• [Excerpt]
*** Begin section ***
Reasoning about concepts with LLMs: Inconsistencies abound
Through systematic testing of simple knowledge graphs, we've discovered plenty of inconsistent reasoning in LLMs. Here we discuss the test results and ways to make the LLMs more robust.
摘要
评审与讨论
This paper seeks to address a well-known issue in LLMs: inconsistency in knowledge. The strategy is to use ontologies to extract Is-A relations and then study them in LLMs, with a focus on applicability to real-world tasks. They find that models have a lot of knowledge, but that they are inconsistent in this knowledge. They show improvements by using KB-based prompting.
This paper addresses an important topic, is clearly written, and has a promising and interesting approach. I would be happy to see it published with some revisions, but I have a few comments and suggestions.
First, a strength is that the description of ontologies (transitivity, etc) is very clear and accessible. This would I think be valuable for the audience. But, perhaps as a trade-off, I found Section 6 very rushed, with most of the important details about the key prompting method in the Appendix. I would recommend putting more detail in the main text, perhaps with an illustrative figure for the prompting method. Some of the relevant detail is in Fig 1, but it would be good to focus on exactly the prompting part.
Second, I was somewhat surprised by the discussion of not counting cases where the LLM gives mealymouthed answers like “it is possible that an orthopedic pediatric surgeon may work in the field of infection control, however this is not their primary field of occupation, which is orthopedic surgery and pediatric surgery”. This is increasingly a strategy imposed on LLMs. It’s perhaps fair (although I’m not sure) to count these as inconsistent vis a vis yes/no. But, if a lot of the apparent inconsistency comes from such examples, it would be good to know. The scenario where an LLM hedges like that in one case and simply says “no” in another feels very distinct from a yes/no asymmetry. I would address this explicitly in the main text.
A ubiquitous question: I was left wondering what, if anything, should we take away from the differences in model performance. It’s nice to test a lot of models, but are there hypotheses as to if/why some models might be better than others on this particular task.
接收理由
- This tackles an important topic in a clear way: making LLMs more trustworthy and consistent in the way that KBs are while retaining strengths of LMs.
- It’s clearly written and might help introduce some of the ontology-based thinking to the LLM audience in a helpful way. I found the literature reviews useful for understanding the place in the literature.
- The method seems to work and show meaningful improvements, and it seems scalable.
拒绝理由
-
Not really a reason to reject, but I’d recommend more detail on the prompting method.
-
The counting of hedged LLM answers as inconsistent makes me wonder if the inconsistency is overstated.
给作者的问题
I take it cafe racer and naked bike are real examples? I wasn’t familiar with them and so was unsure if they were supposed to be “novel concepts”.
I was briefly thrown by the term “field of occupation”, which doesn’t seem idiomatic to me.
Thank you for your thorough review and for raising some thought-provoking questions regarding the ‘hedged’ LLMs. We're looking forward to addressing these points as we refine our paper.
More detail on the prompting method.
Given that we will be given an extra page to elaborate, we will provide samples of our prompts and discuss several strategies we have used in prompting.
The counting of hedged LLM answers as inconsistent makes me wonder if the inconsistency is overstated.
*** End section ***
• [Data provided]
*** Begin section ***
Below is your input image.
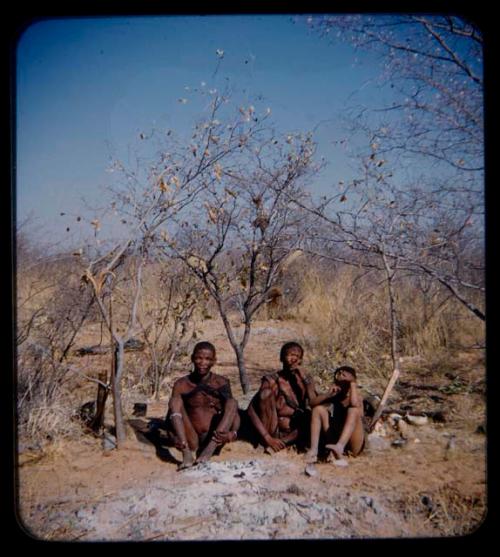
*** End section ***
• [Things to do]
[a] Copy out the passage of the review of the paper on LLM concept reasoning starting with "A ubiquitous question: I" and going on through "it seems scalable.".
[b] Pick up the review of the paper on LLM concept reasoning where it stops, and write the text that follows its last sentence.

• [Results in order]
[a]
A ubiquitous question: I was left wondering what, if anything, should we take away from the differences in model performance. It’s nice to test a lot of models, but are there hypotheses as to if/why some models might be better than others on this particular task.
接收理由
- This tackles an important topic in a clear way: making LLMs more trustworthy and consistent in the way that KBs are while retaining strengths of LMs.
- It’s clearly written and might help introduce some of the ontology-based thinking to the LLM audience in a helpful way. I found the literature reviews useful for understanding the place in the literature.
- The method seems to work and show meaningful improvements, and it seems scalable.

[b]
We have been curious about the hedged answers as well. The issue is that the LLMs were not consistent about them either. When asked with slightly different language, or referring to different edges in the graph the LLM was categoric in their answers. Out of 4600 questions that were supposed to be answered ‘no’ (across all models), these nuanced answers happened only 17 times. Even if we only count the 2700 questions about negative inverse edges (“is every surgeon a pediatric surgeon?", “is ‘surgeon’ a subtype of ‘pediatric surgeon’?”), where the system would be reasonably expected to say ‘that’s not always the case’, LLMs (all of them) didn’t answer consistently in all incarnations of the question. Hence, we considered the 17 ‘hedged answers’ as outliers for the purposes of this paper.
This is not to say that a larger, more complex dataset would reveal some insight on these questions. And we may want to provide ‘automatic’ answers in our dataset (‘not always’, ‘not necessarily’ and so on) so we can take them into account. We’ll look into this as part of our future work.
Are cafe racer and naked bike real examples?
All the concepts mentioned in the paper are ‘real’, in the sense that are described (and curated by several writers) in Wikidata.
CAFE RACER (https://www.wikidata.org/wiki/Q1025508)
NAKED MOTORCYCLE, (synonym of) NAKED BIKE ( https://www.wikidata.org/wiki/Q1964027)
Thanks for this response: I think the plan to include more details and to address hedges more sounds promising. I think addressing the usefulness and consistency of hedging here could be an additional contribution.
This paper devised methods that utilize ontologies to assess the consistency and coverage of conceptualization in Large Language Models (LLMs). By automatically generating test cases from knowledge graphs or ontologies, they effectively evaluate the models. Moreover, they have found that many prominent LLMs with publicly available weights exhibit inconsistencies in their knowledge, even when confronted with fundamental, small ontologies. However, through the application of straightforward prompting strategies, they have shown that it is possible to reduce these inconsistencies and improve the coverage of domain concepts across various LLMs with publicly accessible weights.
Strengths:
1.A more detailed analysis of the hierarchical confusion across multiple large language models has been conducted; 2.The paper is well-crafted, featuring lucid clarity and a straightforward logical flow that is effortless to follow. Weaknesses: 1.The author focuses solely on hierarchical confusion while lacking necessary discussions on more comprehensive issues such as mixing of domains, inaccurate Generalizations, and contradictory information. 2.In terms of details, the analysis of the results in Table 2 and Table 3 is relatively rough. It just lists the results of different large language models on the issue without carefully analyzing the possible causes and influencing factors.
接收理由
1.A more detailed analysis of the hierarchical confusion across multiple large language models has been conducted; 2.The paper is well-crafted, featuring lucid clarity and a straightforward logical flow that is effortless to follow.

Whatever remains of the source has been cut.